# HOW TO COMPLETE THIS TASK
Where in the data below does the word "rough" appear? Copy each line that holds it.

# DATASET ENTRIES
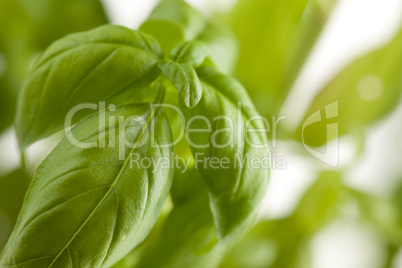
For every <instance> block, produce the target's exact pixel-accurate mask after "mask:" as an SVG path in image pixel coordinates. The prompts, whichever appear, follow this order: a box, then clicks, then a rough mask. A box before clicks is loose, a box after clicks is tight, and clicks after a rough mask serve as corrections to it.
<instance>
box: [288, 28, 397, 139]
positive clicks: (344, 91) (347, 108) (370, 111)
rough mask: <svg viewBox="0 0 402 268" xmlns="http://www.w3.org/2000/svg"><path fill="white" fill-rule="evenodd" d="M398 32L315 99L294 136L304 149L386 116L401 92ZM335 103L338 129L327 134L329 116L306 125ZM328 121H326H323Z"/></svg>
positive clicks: (318, 94)
mask: <svg viewBox="0 0 402 268" xmlns="http://www.w3.org/2000/svg"><path fill="white" fill-rule="evenodd" d="M401 46H402V31H401V32H400V33H399V34H398V35H397V37H396V38H395V39H394V40H393V41H392V42H391V43H390V44H389V45H387V46H385V47H383V48H381V49H379V50H376V51H374V52H372V53H370V54H368V55H366V56H363V57H361V58H359V59H357V60H356V61H354V62H353V63H351V64H350V65H349V66H348V67H347V68H345V69H344V70H343V71H341V72H340V73H339V74H338V75H337V76H336V77H335V78H334V79H333V80H332V81H330V82H329V83H328V84H327V85H326V86H325V87H324V88H323V89H322V90H321V91H320V92H319V93H318V94H317V96H316V97H315V99H314V100H313V102H312V104H311V105H310V107H309V109H308V111H307V112H306V114H305V115H304V118H303V121H302V122H301V123H300V125H299V126H298V128H297V130H296V132H295V133H294V135H295V137H296V139H298V140H299V141H303V142H304V144H306V145H308V146H315V147H317V146H321V145H323V144H325V143H326V142H328V141H330V139H332V138H335V137H339V136H340V135H344V134H350V133H355V132H357V131H360V130H361V128H362V127H364V126H367V125H369V124H372V123H374V122H376V121H378V120H380V119H381V118H383V117H384V116H385V115H387V114H389V113H390V112H391V111H392V110H393V109H394V108H395V107H396V106H397V105H398V104H399V103H400V99H401V89H402V50H401ZM336 102H337V105H338V111H339V115H338V118H336V119H337V121H338V126H339V127H338V129H337V130H336V131H335V132H330V133H327V124H328V122H329V120H331V119H330V118H331V117H333V116H330V115H328V114H327V111H326V113H325V116H324V114H322V115H321V118H322V120H321V121H318V122H315V123H313V124H308V122H309V120H308V119H309V118H312V117H311V116H314V115H315V114H317V111H318V112H320V111H321V110H323V109H325V110H327V107H329V105H331V104H334V103H336ZM327 119H328V120H327Z"/></svg>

# EXERCISE RESULT
For every <instance> block, produce the target's exact pixel-accurate mask after "mask:" as an SVG path in image pixel coordinates. The prompts, whichever appear, follow this order: a box, then clicks, then a rough mask. A box before clicks is loose, a box after clicks is tight, and clicks after a rough mask serve as corrections to it.
rough mask: <svg viewBox="0 0 402 268" xmlns="http://www.w3.org/2000/svg"><path fill="white" fill-rule="evenodd" d="M398 32L315 99L294 136L304 149L386 116L401 92ZM335 103L338 129L327 134L329 116L306 125ZM328 121H326H323Z"/></svg>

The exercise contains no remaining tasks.